### Objective:
Turn the part of the items that opens with the line containing "Identify one point on each instance of the man's dark" and runs through the last line of the items into a numbered list, omitting any blank lines.

### Source material:
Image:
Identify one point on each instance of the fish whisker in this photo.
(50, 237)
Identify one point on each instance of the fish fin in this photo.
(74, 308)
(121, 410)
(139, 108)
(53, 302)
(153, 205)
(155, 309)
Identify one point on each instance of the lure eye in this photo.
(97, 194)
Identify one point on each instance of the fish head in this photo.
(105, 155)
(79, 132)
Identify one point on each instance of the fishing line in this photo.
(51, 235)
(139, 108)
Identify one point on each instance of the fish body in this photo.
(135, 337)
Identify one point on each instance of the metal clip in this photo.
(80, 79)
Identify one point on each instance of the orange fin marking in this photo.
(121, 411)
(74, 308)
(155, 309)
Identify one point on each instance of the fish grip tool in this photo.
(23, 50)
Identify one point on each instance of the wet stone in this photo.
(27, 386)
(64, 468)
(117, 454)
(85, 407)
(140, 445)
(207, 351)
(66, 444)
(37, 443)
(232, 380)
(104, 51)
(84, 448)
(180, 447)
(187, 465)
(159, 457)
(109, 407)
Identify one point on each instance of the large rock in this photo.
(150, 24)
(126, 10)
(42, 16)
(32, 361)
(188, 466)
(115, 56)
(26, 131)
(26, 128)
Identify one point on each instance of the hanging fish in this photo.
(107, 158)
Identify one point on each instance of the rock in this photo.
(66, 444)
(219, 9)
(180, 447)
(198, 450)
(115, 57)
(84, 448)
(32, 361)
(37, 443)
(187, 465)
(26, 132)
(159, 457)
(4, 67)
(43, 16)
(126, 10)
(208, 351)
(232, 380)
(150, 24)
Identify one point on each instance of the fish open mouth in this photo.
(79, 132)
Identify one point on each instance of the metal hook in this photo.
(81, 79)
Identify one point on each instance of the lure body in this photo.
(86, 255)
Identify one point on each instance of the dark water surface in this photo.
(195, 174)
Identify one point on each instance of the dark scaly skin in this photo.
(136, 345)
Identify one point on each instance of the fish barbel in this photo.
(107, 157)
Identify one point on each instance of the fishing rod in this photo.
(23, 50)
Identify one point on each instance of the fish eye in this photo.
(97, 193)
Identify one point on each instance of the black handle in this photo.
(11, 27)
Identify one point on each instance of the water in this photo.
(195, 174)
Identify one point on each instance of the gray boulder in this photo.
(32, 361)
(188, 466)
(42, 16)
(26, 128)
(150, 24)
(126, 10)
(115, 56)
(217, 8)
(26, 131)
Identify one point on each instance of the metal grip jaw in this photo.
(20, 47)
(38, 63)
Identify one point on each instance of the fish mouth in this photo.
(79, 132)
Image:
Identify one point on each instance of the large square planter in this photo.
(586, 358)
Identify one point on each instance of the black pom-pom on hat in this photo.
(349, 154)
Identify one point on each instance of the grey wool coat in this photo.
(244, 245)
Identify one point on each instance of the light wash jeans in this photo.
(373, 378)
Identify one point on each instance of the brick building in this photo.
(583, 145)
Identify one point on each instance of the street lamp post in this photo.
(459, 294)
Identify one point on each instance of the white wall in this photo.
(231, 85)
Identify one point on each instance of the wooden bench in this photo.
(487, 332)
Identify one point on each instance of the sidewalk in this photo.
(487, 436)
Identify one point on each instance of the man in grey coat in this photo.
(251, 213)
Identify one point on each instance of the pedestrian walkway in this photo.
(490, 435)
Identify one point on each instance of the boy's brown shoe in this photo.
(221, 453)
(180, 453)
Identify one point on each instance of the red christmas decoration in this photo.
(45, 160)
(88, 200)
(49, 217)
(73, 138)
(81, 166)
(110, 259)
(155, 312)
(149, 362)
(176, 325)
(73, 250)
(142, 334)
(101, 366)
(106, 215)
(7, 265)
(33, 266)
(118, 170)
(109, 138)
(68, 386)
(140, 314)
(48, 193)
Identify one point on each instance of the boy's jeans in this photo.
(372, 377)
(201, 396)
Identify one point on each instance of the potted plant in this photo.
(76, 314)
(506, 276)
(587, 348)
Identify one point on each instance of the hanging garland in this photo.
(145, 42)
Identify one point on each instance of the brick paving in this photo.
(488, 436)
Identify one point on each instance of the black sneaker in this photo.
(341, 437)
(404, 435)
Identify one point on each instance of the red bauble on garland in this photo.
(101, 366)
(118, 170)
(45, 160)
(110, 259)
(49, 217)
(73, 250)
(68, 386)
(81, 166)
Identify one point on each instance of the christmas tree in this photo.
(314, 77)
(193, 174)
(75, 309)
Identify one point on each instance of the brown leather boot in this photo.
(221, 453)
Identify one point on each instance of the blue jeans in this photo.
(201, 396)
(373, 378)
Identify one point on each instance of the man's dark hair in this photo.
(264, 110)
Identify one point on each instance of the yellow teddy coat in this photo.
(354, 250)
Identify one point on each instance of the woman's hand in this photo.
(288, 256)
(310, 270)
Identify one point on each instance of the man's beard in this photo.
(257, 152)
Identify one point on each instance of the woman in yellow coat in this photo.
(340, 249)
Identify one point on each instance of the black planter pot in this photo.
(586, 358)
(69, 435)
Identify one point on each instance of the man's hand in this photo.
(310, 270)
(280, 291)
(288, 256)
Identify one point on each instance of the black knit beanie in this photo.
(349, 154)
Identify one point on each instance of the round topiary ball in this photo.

### Result for this task:
1. Identify one point on each instance of the man's dark hair in this photo.
2. (264, 110)
3. Identify one point on each instance of the yellow teddy coat in this photo.
4. (354, 250)
5. Identify one point on each instance of the woman's hand in this photo.
6. (288, 256)
7. (310, 270)
8. Identify one point on each instance of the man's beard in this photo.
9. (257, 152)
10. Identify one point on each instance of the woman in yellow coat in this photo.
11. (340, 249)
12. Identify one point on each instance of the black planter pot in this photo.
13. (586, 358)
14. (69, 435)
15. Identify one point on each instance of the man's hand in this photo.
16. (310, 270)
17. (280, 291)
18. (288, 256)
19. Identify one point on each instance of the black knit beanie in this photo.
20. (349, 154)
21. Identify one point on each instance of the round topiary ball in this photo.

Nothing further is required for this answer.